• **What you should do**
Find every line in the items below that contains the string "parked", and copy each of those lines in full. Treat uppercase and lowercase as different when matching.
--- Given information ---
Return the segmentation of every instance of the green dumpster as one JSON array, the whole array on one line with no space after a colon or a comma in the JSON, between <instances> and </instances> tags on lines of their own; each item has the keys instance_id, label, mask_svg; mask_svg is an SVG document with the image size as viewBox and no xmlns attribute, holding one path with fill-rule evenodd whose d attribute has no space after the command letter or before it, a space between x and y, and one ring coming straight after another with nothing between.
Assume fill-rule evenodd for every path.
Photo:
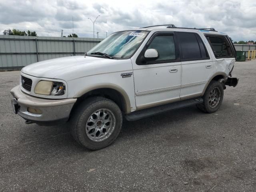
<instances>
[{"instance_id":1,"label":"green dumpster","mask_svg":"<svg viewBox=\"0 0 256 192\"><path fill-rule=\"evenodd\" d=\"M236 51L236 61L245 61L246 52L243 51Z\"/></svg>"}]
</instances>

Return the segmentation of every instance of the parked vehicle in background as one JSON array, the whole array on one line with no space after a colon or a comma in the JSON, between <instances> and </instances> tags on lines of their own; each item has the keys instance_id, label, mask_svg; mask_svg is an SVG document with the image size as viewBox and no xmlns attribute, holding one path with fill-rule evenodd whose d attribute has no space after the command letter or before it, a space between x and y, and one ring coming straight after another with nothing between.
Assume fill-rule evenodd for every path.
<instances>
[{"instance_id":1,"label":"parked vehicle in background","mask_svg":"<svg viewBox=\"0 0 256 192\"><path fill-rule=\"evenodd\" d=\"M114 33L85 54L22 68L11 93L27 123L68 122L75 139L97 150L111 144L122 117L135 120L196 105L213 113L235 86L236 58L214 29L152 26Z\"/></svg>"}]
</instances>

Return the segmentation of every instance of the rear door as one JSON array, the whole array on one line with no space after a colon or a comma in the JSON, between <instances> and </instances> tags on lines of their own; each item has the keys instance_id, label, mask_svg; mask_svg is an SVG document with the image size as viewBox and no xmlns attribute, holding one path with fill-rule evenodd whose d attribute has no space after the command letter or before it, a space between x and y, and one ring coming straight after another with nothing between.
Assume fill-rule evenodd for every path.
<instances>
[{"instance_id":1,"label":"rear door","mask_svg":"<svg viewBox=\"0 0 256 192\"><path fill-rule=\"evenodd\" d=\"M148 49L157 50L159 58L146 61ZM156 32L147 42L133 62L138 109L179 100L182 70L178 52L173 32Z\"/></svg>"},{"instance_id":2,"label":"rear door","mask_svg":"<svg viewBox=\"0 0 256 192\"><path fill-rule=\"evenodd\" d=\"M182 69L180 99L199 96L214 70L212 60L198 34L188 32L175 32L175 34Z\"/></svg>"}]
</instances>

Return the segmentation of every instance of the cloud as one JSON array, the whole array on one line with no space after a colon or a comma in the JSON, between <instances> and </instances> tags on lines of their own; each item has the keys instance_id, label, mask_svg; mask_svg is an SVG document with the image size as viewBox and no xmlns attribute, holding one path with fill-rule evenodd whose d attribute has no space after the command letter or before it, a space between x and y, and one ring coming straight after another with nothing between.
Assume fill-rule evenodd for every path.
<instances>
[{"instance_id":1,"label":"cloud","mask_svg":"<svg viewBox=\"0 0 256 192\"><path fill-rule=\"evenodd\" d=\"M17 6L10 6L10 5ZM61 30L79 36L105 37L117 31L173 24L185 27L213 27L235 40L256 39L256 3L252 0L26 0L0 2L0 30L36 31L40 36L60 36ZM96 34L95 33L95 34Z\"/></svg>"}]
</instances>

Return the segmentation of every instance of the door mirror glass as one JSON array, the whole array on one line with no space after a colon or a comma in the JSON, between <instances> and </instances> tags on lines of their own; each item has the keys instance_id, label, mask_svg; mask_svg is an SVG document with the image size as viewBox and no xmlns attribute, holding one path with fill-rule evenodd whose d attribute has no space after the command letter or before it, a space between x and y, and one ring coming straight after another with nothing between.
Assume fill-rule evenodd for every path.
<instances>
[{"instance_id":1,"label":"door mirror glass","mask_svg":"<svg viewBox=\"0 0 256 192\"><path fill-rule=\"evenodd\" d=\"M156 49L148 49L145 52L144 57L147 61L152 61L159 57L159 55Z\"/></svg>"}]
</instances>

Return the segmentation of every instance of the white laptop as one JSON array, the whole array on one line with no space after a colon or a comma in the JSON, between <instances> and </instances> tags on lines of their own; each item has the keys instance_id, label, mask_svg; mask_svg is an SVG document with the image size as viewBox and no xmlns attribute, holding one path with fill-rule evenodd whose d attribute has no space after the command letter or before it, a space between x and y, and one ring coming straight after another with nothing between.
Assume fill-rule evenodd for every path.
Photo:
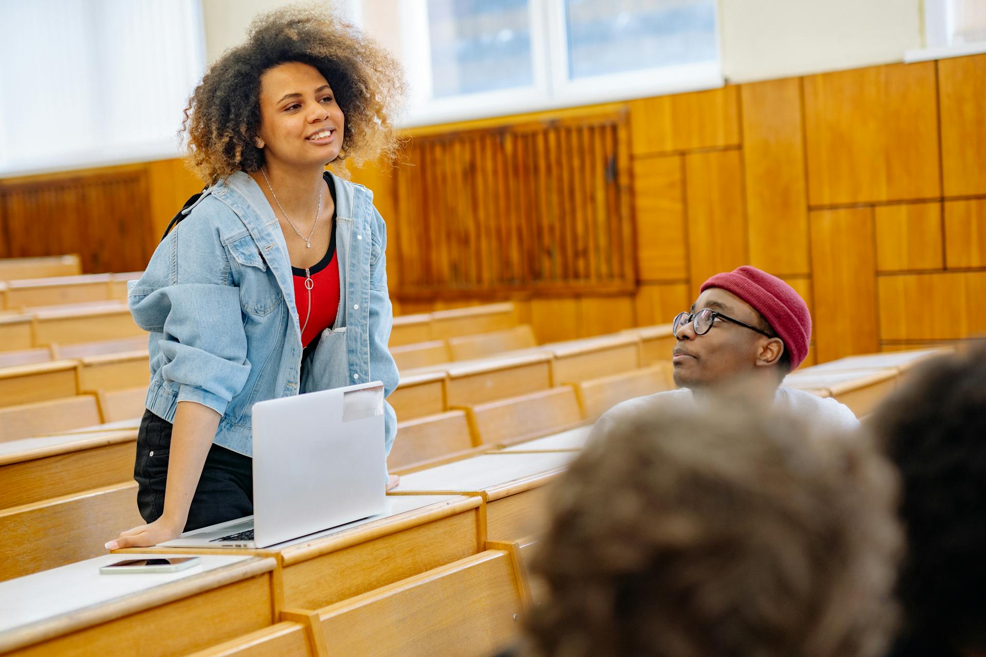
---
• **Written answer**
Return the segmentation of every instance of the parked vehicle in background as one JSON array, the whole array on one line with no space after a colon or a comma in the JSON, between <instances> and </instances> tags on lines of their own; each item has the keys instance_id, label, mask_svg; mask_svg is an SVG document with the image size as viewBox and no xmlns attribute, holding one path with fill-rule evenodd whose d attribute has no space after the command letter or before it, a space between x and y, and one ring coming straight after another with nothing between.
[{"instance_id":1,"label":"parked vehicle in background","mask_svg":"<svg viewBox=\"0 0 256 192\"><path fill-rule=\"evenodd\" d=\"M114 33L85 54L22 68L11 93L27 123L68 122L75 139L97 150L111 144L122 117L135 120L196 105L213 113L235 86L236 58L214 29L152 26Z\"/></svg>"}]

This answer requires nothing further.